Ontario Highway 108

Highway 108 shield

Highway 108
Route information
Maintained by the Ministry of Transportation of Ontario
Length 41.6 km[2] (25.8 mi)
Existed December 19, 1957[1]–present

Deer Trail
Major junctions
South end  Highway 17 in Serpent River
North end  Highway 639 north of Elliot Lake
Highway system
Highway 105 Highway 112
Former provincial highways
←  Highway 107   Highway 109  →

King's Highway 108, commonly referred to as Highway 108, is a provincially maintained highway in the Canadian province of Ontario. Located in the Algoma District in the mid-north region, just above Lake Huron, of the province, the highway extends for 41.6 kilometres (25.8 mi) from an intersection with Highway 17 west of Serpent River, through the urban core of Elliot Lake, to an intersection with Quirke Mine Road in the north end of the city. The highway continues as Secondary Highway 639 north of Quirke Mine Road.

A second unrelated Highway 108 existed for approximately a year in Toronto, following The Queensway between Highway 27 and the Queen Elizabeth Way. Like most provincial highways in Toronto, it was transferred to Metropolitan Toronto after its formation. The current Highway 108 was designated in 1957 and has remained more-or-less unchanged since then.

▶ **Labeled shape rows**
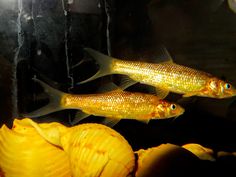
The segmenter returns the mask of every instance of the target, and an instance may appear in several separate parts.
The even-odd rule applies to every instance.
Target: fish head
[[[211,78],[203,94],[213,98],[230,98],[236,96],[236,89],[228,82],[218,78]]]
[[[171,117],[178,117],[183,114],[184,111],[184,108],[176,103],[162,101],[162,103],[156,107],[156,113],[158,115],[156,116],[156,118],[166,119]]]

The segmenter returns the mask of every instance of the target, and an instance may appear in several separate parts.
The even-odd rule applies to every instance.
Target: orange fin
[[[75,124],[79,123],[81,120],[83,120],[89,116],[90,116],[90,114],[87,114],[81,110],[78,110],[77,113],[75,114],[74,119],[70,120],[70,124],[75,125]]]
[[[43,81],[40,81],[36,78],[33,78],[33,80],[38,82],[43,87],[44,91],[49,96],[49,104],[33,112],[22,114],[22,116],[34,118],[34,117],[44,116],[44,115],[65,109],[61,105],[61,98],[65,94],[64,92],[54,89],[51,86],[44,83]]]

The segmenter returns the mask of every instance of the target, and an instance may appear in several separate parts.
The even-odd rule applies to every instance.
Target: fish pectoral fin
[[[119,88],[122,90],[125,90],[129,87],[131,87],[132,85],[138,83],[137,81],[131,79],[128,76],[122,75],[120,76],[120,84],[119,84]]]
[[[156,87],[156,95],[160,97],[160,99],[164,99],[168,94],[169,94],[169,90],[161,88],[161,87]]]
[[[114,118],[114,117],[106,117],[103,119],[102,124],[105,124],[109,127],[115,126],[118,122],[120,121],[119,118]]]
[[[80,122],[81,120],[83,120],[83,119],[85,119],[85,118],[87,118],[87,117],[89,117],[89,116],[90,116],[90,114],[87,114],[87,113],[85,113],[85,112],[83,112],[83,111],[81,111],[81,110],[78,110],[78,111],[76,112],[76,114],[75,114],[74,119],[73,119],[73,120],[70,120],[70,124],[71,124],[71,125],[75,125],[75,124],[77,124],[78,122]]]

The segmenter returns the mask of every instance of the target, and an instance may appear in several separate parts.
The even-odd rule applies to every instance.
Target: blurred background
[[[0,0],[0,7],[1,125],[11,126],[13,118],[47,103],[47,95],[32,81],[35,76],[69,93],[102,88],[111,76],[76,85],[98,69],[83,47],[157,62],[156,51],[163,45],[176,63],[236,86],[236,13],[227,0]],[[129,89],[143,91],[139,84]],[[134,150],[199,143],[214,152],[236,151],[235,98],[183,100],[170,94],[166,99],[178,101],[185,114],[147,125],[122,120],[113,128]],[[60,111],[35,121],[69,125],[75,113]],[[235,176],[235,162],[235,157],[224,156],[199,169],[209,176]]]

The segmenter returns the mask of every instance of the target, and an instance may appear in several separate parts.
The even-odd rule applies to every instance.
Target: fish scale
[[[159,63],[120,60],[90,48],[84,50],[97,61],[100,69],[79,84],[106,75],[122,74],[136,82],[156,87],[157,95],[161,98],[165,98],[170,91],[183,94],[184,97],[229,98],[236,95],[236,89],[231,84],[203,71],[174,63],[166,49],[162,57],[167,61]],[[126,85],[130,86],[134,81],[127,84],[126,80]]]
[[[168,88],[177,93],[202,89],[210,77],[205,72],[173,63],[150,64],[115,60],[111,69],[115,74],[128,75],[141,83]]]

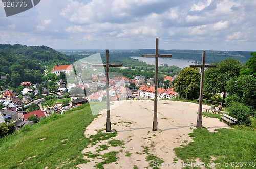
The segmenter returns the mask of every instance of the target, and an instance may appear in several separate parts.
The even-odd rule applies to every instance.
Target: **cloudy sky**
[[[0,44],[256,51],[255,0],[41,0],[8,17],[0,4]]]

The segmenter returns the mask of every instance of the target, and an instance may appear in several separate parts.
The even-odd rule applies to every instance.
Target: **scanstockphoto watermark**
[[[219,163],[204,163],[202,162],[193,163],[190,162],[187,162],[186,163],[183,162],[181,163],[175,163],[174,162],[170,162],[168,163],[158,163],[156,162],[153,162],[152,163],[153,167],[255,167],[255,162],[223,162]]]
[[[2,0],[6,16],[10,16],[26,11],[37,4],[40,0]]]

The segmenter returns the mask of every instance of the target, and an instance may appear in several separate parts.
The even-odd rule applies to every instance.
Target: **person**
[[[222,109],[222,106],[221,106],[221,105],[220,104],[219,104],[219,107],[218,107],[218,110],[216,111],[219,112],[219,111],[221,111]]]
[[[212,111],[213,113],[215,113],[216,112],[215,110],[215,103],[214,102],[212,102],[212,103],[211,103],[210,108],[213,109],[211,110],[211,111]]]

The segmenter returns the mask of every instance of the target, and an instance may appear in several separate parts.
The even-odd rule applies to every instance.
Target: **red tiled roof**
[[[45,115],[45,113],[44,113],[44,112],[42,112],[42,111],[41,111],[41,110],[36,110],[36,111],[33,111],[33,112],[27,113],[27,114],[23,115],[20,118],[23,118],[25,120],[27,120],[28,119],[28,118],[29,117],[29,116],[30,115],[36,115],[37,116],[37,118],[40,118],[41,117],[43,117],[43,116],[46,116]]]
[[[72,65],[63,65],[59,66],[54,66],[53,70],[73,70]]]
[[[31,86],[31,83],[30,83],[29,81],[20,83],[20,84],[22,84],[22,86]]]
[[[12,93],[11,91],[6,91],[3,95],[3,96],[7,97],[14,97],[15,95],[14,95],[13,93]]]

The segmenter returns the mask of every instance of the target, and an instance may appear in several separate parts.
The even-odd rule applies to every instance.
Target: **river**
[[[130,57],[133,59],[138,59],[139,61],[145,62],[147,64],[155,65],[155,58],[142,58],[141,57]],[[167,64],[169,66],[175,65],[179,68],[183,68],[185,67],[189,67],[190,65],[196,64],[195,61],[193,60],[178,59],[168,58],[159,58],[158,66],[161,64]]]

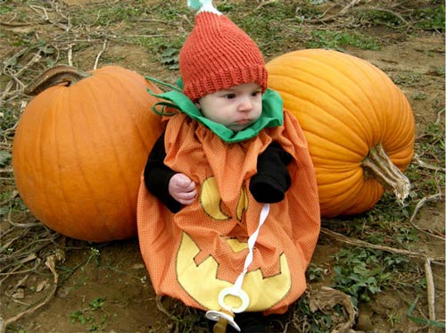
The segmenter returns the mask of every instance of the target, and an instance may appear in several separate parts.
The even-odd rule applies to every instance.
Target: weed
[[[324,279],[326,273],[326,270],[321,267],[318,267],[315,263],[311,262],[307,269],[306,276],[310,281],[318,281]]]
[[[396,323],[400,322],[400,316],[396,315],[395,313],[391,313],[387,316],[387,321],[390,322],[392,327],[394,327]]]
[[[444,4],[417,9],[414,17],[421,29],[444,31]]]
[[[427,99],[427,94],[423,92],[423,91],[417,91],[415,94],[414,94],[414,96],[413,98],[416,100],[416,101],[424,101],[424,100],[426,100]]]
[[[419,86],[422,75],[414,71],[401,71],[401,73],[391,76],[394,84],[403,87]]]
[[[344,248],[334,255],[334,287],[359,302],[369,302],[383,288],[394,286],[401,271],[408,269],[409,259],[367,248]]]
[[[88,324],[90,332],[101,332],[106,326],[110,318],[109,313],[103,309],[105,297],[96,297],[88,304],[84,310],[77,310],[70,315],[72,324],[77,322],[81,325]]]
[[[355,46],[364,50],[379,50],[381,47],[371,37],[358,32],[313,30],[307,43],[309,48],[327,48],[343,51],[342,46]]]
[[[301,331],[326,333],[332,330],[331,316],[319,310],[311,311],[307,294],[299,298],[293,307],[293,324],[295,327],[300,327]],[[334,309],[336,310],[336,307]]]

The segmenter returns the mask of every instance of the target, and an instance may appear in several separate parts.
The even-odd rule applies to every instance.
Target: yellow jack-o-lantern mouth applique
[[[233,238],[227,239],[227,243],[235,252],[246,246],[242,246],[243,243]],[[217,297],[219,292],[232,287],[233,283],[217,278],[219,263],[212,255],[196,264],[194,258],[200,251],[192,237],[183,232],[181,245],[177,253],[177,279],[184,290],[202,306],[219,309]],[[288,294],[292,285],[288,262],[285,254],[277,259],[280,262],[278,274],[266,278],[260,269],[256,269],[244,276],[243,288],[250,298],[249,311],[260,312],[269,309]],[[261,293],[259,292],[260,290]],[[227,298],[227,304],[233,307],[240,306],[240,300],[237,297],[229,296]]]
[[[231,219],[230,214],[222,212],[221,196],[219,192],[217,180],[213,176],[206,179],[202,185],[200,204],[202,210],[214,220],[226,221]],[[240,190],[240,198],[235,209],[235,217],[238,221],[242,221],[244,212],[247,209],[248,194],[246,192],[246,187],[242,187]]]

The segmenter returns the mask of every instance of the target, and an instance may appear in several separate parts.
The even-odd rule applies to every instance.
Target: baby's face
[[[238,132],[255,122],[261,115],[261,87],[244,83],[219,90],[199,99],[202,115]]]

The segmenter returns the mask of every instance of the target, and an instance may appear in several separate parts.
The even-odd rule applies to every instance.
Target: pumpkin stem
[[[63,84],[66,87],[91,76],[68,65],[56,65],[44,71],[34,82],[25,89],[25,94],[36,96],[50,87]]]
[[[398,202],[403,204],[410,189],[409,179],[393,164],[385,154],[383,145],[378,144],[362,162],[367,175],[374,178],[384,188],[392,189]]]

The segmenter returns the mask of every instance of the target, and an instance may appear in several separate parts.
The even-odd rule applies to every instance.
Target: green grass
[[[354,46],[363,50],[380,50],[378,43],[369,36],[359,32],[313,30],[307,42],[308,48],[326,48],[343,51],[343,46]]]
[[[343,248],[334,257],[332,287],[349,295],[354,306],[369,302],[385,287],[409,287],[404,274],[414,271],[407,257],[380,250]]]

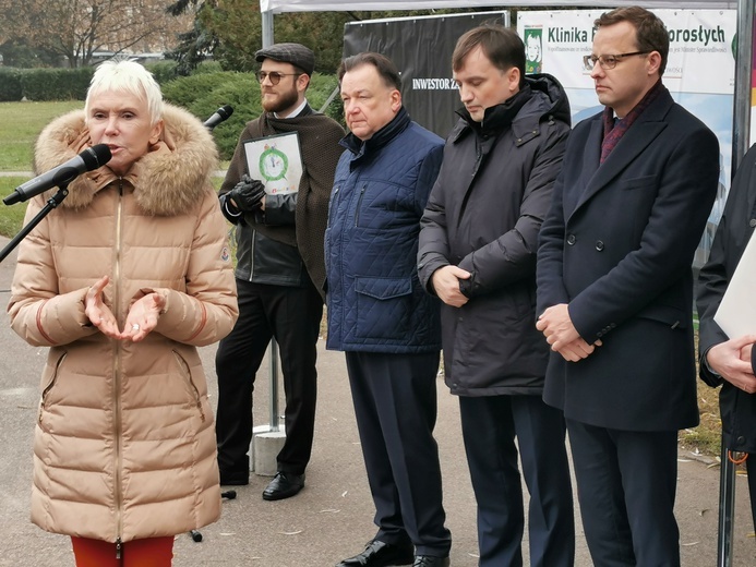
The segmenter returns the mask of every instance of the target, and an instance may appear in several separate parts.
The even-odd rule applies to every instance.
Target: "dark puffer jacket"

▶ **WORK TO DO**
[1] Do the following statements agree with the Highway 108 article? For each, answer yes or no and quote the words of the article that decide it.
(a) The highway is maintained by the Ministry of Transportation of Ontario.
(b) The second Highway 108 in Toronto existed for about ten years.
(c) The current Highway 108 was designated in 1957.
[2] According to the Highway 108 article, what does the highway continue as north of Quirke Mine Road?
[3] Write out the part of the Highway 108 article that opens with the words containing "King's Highway 108, commonly" and closes with "Quirke Mine Road.".

▶ **SOLUTION SET**
[1]
(a) Yes: "Maintained by the Ministry of Transportation of Ontario"
(b) No: "existed for approximately a year in Toronto"
(c) Yes: "The current Highway 108 was designated in 1957"

[2] Secondary Highway 639.

[3]
King's Highway 108, commonly referred to as Highway 108, is a provincially maintained highway in the Canadian province of Ontario. Located in the Algoma District in the mid-north region, just above Lake Huron, of the province, the highway extends for 41.6 kilometres (25.8 mi) from an intersection with Highway 17 west of Serpent River, through the urban core of Elliot Lake, to an intersection with Quirke Mine Road in the north end of the city. The highway continues as Secondary Highway 639 north of Quirke Mine Road.